● Directive: Repeat the listing in full, exactly as it stands.

··· Material shown

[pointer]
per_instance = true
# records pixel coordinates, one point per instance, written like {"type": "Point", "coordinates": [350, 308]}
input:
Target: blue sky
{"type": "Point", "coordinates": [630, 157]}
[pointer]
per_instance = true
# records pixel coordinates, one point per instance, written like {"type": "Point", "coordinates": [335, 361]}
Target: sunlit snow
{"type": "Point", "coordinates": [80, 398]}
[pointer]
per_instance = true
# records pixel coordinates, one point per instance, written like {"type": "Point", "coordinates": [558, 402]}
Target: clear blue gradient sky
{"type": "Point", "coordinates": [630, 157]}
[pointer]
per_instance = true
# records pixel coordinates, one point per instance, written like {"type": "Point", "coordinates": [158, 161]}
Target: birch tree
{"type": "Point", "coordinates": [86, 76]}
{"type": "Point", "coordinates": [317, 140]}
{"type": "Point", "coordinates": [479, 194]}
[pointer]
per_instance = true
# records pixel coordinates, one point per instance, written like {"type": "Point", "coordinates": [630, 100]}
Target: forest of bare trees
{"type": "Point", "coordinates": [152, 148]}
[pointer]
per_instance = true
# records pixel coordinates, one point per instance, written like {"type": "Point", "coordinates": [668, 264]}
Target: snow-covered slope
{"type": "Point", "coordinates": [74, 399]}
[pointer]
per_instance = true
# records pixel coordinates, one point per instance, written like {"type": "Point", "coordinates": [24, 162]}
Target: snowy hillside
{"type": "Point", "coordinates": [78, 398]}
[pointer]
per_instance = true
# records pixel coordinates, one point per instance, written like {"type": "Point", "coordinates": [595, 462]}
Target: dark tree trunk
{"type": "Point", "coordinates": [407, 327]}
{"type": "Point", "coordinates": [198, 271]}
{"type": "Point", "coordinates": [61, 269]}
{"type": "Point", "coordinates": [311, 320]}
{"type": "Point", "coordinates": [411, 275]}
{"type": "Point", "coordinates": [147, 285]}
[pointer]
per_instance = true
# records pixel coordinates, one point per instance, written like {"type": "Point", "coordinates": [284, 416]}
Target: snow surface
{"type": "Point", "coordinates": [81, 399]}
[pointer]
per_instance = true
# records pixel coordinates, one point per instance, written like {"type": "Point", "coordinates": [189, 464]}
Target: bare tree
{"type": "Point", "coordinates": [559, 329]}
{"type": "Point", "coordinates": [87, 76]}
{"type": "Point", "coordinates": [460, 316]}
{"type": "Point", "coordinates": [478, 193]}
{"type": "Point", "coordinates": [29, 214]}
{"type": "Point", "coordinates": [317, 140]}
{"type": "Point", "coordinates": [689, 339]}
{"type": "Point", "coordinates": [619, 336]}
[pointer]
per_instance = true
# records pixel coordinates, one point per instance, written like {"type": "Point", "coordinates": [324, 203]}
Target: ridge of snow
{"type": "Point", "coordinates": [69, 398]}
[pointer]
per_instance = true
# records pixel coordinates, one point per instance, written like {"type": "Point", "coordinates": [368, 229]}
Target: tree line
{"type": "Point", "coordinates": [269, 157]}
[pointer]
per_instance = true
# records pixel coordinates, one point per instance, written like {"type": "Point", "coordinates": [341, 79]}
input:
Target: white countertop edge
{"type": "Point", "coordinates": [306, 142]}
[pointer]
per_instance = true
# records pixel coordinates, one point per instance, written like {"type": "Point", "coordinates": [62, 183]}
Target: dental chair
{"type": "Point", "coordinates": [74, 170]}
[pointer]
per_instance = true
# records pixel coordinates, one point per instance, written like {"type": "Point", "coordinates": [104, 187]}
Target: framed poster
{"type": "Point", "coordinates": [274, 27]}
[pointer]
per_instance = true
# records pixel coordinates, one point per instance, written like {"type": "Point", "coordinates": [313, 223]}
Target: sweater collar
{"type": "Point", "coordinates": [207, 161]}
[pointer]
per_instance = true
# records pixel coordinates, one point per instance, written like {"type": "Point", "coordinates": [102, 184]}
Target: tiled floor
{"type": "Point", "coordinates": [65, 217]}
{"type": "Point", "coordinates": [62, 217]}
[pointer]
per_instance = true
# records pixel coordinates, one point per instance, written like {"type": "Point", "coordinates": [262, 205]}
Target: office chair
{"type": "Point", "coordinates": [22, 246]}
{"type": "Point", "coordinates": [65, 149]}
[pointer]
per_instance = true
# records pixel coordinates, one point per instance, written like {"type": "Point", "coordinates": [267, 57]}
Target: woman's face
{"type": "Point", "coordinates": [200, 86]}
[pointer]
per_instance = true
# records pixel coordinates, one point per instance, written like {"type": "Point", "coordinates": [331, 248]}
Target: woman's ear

······

● Task solution:
[pointer]
per_instance = true
# records pixel coordinates, one point per instance, written like {"type": "Point", "coordinates": [350, 308]}
input:
Target: blue sky
{"type": "Point", "coordinates": [630, 157]}
[pointer]
per_instance = true
# records pixel coordinates, one point per instance, written like {"type": "Point", "coordinates": [335, 361]}
Target: sunlit snow
{"type": "Point", "coordinates": [80, 398]}
[pointer]
per_instance = true
# records pixel coordinates, one point per instance, written like {"type": "Point", "coordinates": [558, 402]}
Target: clear blue gradient sky
{"type": "Point", "coordinates": [630, 157]}
[pointer]
per_instance = true
# records pixel coordinates, one point per instance, written like {"type": "Point", "coordinates": [158, 161]}
Target: birch tree
{"type": "Point", "coordinates": [86, 76]}
{"type": "Point", "coordinates": [317, 140]}
{"type": "Point", "coordinates": [479, 194]}
[pointer]
per_instance = true
# records pixel coordinates, one point per instance, written like {"type": "Point", "coordinates": [630, 100]}
Target: forest of bare trees
{"type": "Point", "coordinates": [152, 148]}
[pointer]
per_instance = true
# records pixel coordinates, one point per instance, written like {"type": "Point", "coordinates": [668, 264]}
Target: snow-covered slope
{"type": "Point", "coordinates": [74, 399]}
[pointer]
per_instance = true
# records pixel coordinates, one point per instance, written like {"type": "Point", "coordinates": [24, 162]}
Target: snowy hillside
{"type": "Point", "coordinates": [78, 398]}
[pointer]
per_instance = true
# records pixel coordinates, one point per instance, written like {"type": "Point", "coordinates": [595, 462]}
Target: dark tree trunk
{"type": "Point", "coordinates": [407, 327]}
{"type": "Point", "coordinates": [198, 271]}
{"type": "Point", "coordinates": [61, 269]}
{"type": "Point", "coordinates": [311, 320]}
{"type": "Point", "coordinates": [411, 275]}
{"type": "Point", "coordinates": [147, 285]}
[pointer]
per_instance = true
# records pixel coordinates, one point per instance, written like {"type": "Point", "coordinates": [284, 416]}
Target: snow surface
{"type": "Point", "coordinates": [81, 399]}
[pointer]
per_instance = true
# records pixel coordinates, one point per instance, written like {"type": "Point", "coordinates": [189, 464]}
Target: bare tree
{"type": "Point", "coordinates": [559, 329]}
{"type": "Point", "coordinates": [87, 76]}
{"type": "Point", "coordinates": [460, 316]}
{"type": "Point", "coordinates": [478, 193]}
{"type": "Point", "coordinates": [29, 214]}
{"type": "Point", "coordinates": [317, 140]}
{"type": "Point", "coordinates": [689, 339]}
{"type": "Point", "coordinates": [619, 336]}
[pointer]
per_instance = true
# records pixel coordinates, one point per instance, written like {"type": "Point", "coordinates": [324, 203]}
Target: ridge of snow
{"type": "Point", "coordinates": [69, 398]}
[pointer]
per_instance = true
# records pixel coordinates, one point per instance, written like {"type": "Point", "coordinates": [368, 229]}
Target: tree line
{"type": "Point", "coordinates": [269, 157]}
[pointer]
per_instance = true
# records pixel coordinates, one point per instance, written like {"type": "Point", "coordinates": [341, 79]}
input:
Target: white countertop edge
{"type": "Point", "coordinates": [306, 142]}
[pointer]
per_instance = true
# records pixel coordinates, one point per instance, written like {"type": "Point", "coordinates": [62, 183]}
Target: dental chair
{"type": "Point", "coordinates": [74, 170]}
[pointer]
per_instance = true
# records pixel coordinates, one point per instance, written like {"type": "Point", "coordinates": [104, 187]}
Target: framed poster
{"type": "Point", "coordinates": [274, 27]}
[pointer]
per_instance = true
# records pixel coordinates, one point per instance, written like {"type": "Point", "coordinates": [313, 223]}
Target: sweater collar
{"type": "Point", "coordinates": [207, 161]}
[pointer]
per_instance = true
# records pixel coordinates, one point per instance, written like {"type": "Point", "coordinates": [102, 184]}
Target: tiled floor
{"type": "Point", "coordinates": [65, 217]}
{"type": "Point", "coordinates": [62, 217]}
[pointer]
per_instance = true
# records pixel coordinates, one point per instance, written like {"type": "Point", "coordinates": [262, 205]}
Target: office chair
{"type": "Point", "coordinates": [22, 246]}
{"type": "Point", "coordinates": [65, 149]}
[pointer]
per_instance = true
# records pixel coordinates, one point per instance, written like {"type": "Point", "coordinates": [267, 57]}
Target: woman's face
{"type": "Point", "coordinates": [200, 86]}
[pointer]
per_instance = true
# records pixel coordinates, one point per instance, written like {"type": "Point", "coordinates": [331, 248]}
Target: woman's ear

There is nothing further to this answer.